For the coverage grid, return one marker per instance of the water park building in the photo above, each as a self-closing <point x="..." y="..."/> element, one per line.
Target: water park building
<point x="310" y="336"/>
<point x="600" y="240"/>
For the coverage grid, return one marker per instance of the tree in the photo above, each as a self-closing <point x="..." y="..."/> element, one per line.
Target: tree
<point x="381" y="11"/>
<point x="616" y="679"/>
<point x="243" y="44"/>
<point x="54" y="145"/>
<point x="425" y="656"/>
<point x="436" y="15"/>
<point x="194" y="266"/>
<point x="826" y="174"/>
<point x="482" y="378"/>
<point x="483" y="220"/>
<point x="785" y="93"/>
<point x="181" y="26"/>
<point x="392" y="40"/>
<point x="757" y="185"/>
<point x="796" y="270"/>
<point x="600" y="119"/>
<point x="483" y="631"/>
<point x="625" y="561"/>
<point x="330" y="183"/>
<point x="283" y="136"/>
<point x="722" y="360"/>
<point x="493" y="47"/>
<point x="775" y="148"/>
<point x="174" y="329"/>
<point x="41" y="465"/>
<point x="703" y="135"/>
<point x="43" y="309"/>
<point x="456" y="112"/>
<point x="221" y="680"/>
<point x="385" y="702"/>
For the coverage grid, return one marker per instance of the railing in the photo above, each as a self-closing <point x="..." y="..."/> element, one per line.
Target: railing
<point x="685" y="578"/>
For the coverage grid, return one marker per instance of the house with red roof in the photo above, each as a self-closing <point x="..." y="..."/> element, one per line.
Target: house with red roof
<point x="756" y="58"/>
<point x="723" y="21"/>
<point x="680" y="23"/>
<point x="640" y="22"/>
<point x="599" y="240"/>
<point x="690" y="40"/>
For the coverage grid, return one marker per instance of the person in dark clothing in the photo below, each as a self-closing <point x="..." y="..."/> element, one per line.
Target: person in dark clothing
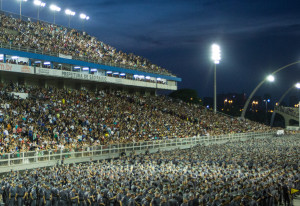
<point x="47" y="196"/>
<point x="33" y="196"/>
<point x="20" y="195"/>
<point x="286" y="195"/>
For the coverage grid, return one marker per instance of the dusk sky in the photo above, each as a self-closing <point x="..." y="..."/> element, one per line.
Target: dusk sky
<point x="256" y="37"/>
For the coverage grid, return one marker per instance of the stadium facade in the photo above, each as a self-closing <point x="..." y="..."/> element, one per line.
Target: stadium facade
<point x="31" y="67"/>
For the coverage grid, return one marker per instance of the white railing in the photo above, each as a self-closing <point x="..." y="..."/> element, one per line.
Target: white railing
<point x="12" y="159"/>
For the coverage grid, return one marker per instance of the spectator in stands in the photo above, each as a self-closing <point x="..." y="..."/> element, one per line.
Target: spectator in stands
<point x="49" y="38"/>
<point x="65" y="119"/>
<point x="252" y="172"/>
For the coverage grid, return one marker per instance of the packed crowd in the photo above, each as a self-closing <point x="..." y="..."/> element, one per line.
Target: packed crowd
<point x="55" y="118"/>
<point x="289" y="110"/>
<point x="58" y="39"/>
<point x="251" y="173"/>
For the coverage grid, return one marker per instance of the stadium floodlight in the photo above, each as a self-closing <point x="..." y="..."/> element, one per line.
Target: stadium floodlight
<point x="70" y="14"/>
<point x="271" y="78"/>
<point x="216" y="57"/>
<point x="21" y="7"/>
<point x="216" y="53"/>
<point x="55" y="9"/>
<point x="39" y="4"/>
<point x="83" y="17"/>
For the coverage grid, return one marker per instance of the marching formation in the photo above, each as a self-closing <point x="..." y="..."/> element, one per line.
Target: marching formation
<point x="61" y="118"/>
<point x="254" y="172"/>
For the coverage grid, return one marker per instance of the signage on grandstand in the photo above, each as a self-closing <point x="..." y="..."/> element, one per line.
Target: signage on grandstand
<point x="17" y="95"/>
<point x="65" y="56"/>
<point x="16" y="68"/>
<point x="77" y="75"/>
<point x="48" y="72"/>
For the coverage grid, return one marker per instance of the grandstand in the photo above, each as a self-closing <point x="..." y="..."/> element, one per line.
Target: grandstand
<point x="67" y="99"/>
<point x="50" y="55"/>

What the task asks
Reproduce the part of the listing that opens with the line containing "the stadium floodlight" and continues through the end of the listing, including the requests, and add 27 to every coordinate in the answers.

Solution
For the coverage grid, return one marker per instance of the stadium floodlight in the photo above, each as a self-closing <point x="..." y="..."/> element, one per line.
Target: stadium floodlight
<point x="97" y="41"/>
<point x="298" y="105"/>
<point x="243" y="84"/>
<point x="48" y="34"/>
<point x="243" y="80"/>
<point x="82" y="36"/>
<point x="66" y="31"/>
<point x="110" y="44"/>
For the coverage grid, return one marker per instance of the marching formation in the photo above, each as a self-closing <point x="..." y="..."/> element, one per line.
Target: marching formation
<point x="88" y="145"/>
<point x="281" y="199"/>
For the coverage grid, return one marker per instance of the signage on grandstand in the photo above, each as a self-closing <point x="..." y="..."/> element, one per line.
Target: signage on grandstand
<point x="44" y="122"/>
<point x="92" y="83"/>
<point x="43" y="95"/>
<point x="104" y="102"/>
<point x="75" y="99"/>
For the coverage grid, return one marker per instance of the grandstand in the photo above, each as a self-closing <point x="..." y="..."/> element, one per line.
Target: grandstand
<point x="94" y="126"/>
<point x="77" y="82"/>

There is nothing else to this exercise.